▶ YOUR GOAL:
Each line of the data below containing "bicycle" needs to be listed.

▶ INPUT:
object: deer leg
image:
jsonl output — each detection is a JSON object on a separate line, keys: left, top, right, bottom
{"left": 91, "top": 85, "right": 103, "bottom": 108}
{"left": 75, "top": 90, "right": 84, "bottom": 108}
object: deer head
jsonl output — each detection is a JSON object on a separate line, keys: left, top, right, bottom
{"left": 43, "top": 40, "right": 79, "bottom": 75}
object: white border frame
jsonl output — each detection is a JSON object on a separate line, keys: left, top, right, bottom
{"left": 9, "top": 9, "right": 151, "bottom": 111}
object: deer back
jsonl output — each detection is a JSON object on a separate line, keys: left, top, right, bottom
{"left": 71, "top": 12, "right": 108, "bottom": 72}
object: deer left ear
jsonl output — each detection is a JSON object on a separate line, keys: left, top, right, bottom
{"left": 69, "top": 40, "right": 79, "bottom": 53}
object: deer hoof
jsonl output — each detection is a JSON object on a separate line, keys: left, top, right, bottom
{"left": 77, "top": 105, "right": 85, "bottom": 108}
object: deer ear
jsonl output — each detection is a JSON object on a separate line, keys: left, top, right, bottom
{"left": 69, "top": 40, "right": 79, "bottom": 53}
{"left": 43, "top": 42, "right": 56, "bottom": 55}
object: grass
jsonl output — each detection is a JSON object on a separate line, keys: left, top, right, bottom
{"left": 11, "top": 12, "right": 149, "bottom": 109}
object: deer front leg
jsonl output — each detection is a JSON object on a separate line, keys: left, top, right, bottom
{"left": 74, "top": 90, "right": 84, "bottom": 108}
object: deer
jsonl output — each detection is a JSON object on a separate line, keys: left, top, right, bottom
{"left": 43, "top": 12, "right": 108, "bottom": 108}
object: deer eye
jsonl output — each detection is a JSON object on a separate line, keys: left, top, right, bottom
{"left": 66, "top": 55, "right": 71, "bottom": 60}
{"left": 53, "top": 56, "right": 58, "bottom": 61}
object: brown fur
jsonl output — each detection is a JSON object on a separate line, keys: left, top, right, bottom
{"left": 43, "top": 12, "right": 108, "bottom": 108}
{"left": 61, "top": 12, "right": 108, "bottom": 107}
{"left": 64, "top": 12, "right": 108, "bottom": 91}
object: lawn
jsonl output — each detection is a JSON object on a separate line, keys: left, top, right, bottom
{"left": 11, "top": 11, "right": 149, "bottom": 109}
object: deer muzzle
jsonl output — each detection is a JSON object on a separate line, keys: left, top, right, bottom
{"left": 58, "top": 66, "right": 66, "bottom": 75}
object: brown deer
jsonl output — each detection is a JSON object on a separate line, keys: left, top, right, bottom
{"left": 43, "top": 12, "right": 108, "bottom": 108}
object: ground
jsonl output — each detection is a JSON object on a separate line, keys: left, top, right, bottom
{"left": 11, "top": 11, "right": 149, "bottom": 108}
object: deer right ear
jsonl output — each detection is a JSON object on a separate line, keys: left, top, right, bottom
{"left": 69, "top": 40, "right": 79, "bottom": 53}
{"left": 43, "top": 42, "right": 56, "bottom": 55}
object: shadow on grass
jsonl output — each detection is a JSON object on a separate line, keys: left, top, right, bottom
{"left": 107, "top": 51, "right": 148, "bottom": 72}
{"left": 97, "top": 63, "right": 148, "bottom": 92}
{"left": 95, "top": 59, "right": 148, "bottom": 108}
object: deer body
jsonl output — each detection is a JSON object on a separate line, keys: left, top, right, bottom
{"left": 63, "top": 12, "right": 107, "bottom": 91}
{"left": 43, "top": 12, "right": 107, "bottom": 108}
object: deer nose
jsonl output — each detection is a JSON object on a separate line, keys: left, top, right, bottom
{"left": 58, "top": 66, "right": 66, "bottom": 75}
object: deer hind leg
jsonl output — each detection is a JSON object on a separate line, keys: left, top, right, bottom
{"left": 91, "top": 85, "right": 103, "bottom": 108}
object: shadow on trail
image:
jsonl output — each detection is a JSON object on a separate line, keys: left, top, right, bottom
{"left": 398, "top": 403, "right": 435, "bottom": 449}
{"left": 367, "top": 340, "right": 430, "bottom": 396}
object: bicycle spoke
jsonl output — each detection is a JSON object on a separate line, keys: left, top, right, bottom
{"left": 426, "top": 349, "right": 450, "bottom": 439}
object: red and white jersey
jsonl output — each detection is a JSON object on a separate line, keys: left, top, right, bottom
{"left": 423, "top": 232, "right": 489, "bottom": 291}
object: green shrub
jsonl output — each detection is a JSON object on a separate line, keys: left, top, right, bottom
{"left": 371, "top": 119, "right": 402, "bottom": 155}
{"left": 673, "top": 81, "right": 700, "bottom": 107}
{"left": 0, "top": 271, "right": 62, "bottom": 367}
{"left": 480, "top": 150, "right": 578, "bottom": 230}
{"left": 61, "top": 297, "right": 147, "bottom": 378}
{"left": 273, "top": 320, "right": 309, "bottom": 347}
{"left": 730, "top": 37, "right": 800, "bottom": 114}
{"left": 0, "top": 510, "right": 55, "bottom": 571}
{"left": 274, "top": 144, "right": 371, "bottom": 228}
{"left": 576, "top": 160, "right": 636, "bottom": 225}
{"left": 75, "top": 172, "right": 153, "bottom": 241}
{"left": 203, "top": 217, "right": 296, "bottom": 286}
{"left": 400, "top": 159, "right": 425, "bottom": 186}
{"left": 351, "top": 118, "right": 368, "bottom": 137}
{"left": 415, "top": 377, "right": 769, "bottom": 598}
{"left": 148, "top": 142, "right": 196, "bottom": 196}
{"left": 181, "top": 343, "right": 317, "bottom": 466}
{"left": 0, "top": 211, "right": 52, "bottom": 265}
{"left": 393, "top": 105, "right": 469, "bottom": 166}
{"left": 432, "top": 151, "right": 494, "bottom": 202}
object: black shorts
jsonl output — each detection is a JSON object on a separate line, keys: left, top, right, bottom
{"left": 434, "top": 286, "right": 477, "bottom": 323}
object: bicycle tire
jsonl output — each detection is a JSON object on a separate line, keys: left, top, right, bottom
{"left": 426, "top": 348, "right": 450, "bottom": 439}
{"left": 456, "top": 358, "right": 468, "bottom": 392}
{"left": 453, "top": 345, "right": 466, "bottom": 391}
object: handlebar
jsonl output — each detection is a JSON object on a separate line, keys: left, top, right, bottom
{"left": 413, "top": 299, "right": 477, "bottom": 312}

▶ EXERCISE RESULT:
object: bicycle spoke
object: bicycle tire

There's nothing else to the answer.